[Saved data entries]
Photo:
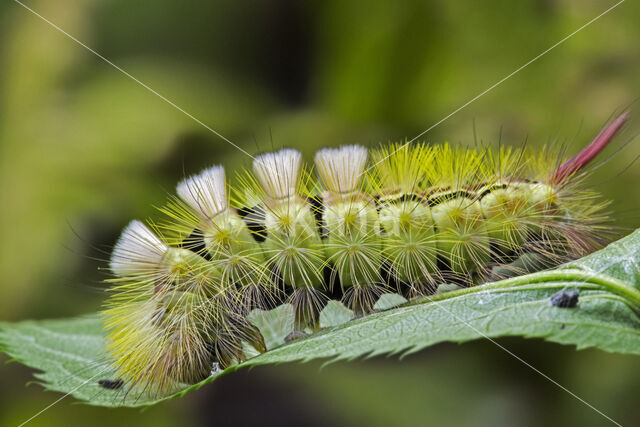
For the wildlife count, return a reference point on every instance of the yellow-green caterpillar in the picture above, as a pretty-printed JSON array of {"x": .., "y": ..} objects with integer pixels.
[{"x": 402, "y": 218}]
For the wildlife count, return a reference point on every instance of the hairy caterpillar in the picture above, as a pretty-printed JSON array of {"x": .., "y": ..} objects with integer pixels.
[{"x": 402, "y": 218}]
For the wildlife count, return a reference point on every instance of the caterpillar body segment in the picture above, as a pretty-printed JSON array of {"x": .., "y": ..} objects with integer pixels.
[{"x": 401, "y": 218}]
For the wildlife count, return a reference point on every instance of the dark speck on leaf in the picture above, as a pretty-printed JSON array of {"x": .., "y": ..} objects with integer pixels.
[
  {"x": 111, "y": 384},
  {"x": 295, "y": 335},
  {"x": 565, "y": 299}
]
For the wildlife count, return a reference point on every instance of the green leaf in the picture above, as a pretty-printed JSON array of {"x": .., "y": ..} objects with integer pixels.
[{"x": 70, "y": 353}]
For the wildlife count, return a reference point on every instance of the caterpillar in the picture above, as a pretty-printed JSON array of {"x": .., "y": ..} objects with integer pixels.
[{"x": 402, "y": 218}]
==
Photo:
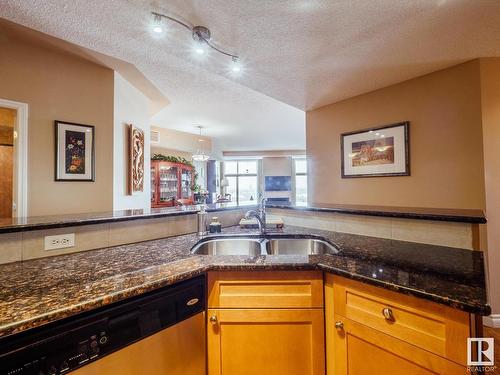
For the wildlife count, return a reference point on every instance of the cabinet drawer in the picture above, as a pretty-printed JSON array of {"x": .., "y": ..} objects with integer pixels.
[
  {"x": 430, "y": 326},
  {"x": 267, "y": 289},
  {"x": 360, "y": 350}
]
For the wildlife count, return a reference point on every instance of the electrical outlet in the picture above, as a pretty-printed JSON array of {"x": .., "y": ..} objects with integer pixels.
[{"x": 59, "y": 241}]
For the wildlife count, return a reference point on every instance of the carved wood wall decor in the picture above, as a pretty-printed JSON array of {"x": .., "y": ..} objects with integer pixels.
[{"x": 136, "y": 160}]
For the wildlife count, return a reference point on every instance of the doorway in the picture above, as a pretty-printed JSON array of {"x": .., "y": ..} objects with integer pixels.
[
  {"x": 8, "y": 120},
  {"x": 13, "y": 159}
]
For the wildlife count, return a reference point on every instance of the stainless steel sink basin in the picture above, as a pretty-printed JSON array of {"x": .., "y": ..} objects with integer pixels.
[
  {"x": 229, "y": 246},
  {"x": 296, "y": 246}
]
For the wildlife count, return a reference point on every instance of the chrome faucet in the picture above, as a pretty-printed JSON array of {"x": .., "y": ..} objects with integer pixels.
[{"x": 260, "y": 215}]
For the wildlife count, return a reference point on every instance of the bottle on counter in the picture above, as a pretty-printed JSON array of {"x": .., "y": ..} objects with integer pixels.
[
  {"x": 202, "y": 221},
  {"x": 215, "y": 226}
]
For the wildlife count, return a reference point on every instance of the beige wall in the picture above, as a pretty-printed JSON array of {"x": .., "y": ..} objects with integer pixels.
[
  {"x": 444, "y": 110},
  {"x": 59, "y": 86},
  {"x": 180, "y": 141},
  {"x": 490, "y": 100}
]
==
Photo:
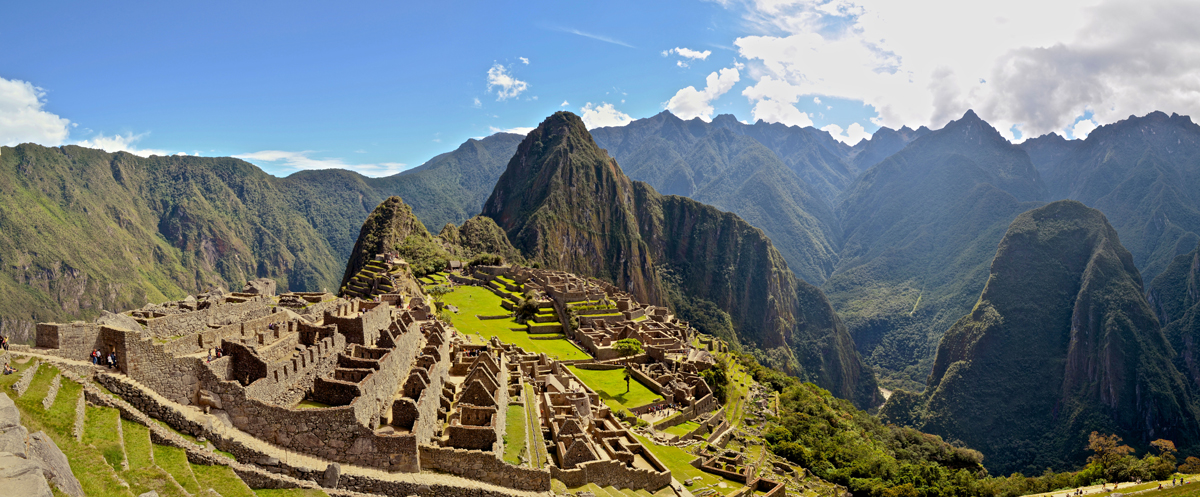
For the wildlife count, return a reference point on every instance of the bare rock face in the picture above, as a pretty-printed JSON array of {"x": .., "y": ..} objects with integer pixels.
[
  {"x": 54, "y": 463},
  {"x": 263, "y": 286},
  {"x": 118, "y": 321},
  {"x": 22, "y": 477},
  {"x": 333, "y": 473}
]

What to work on: Gather every line of the data above that contains the string "caterpillar", and list those lines in their original order.

Solution to this problem:
For the wildlife count, return a reference point on every instance of the yellow-green caterpillar in the picture above, as a pretty-printed JSON array of {"x": .., "y": ..} objects with integer pixels.
For the wildlife count, return a reference point on every instance of the hairy caterpillar in the picture above, as a pretty-printed JSON array of {"x": .., "y": ..} objects with integer pixels.
For the wildlife count, return a reference point on every instance of the caterpillar body segment in the picture above, as a pretty-printed JSON array of {"x": .., "y": ..} objects with integer pixels.
For the wildlife count, return a reference point on every instance of the caterpillar in the picture above, as a pretty-printed JSON array of {"x": .., "y": ..} objects with integer pixels.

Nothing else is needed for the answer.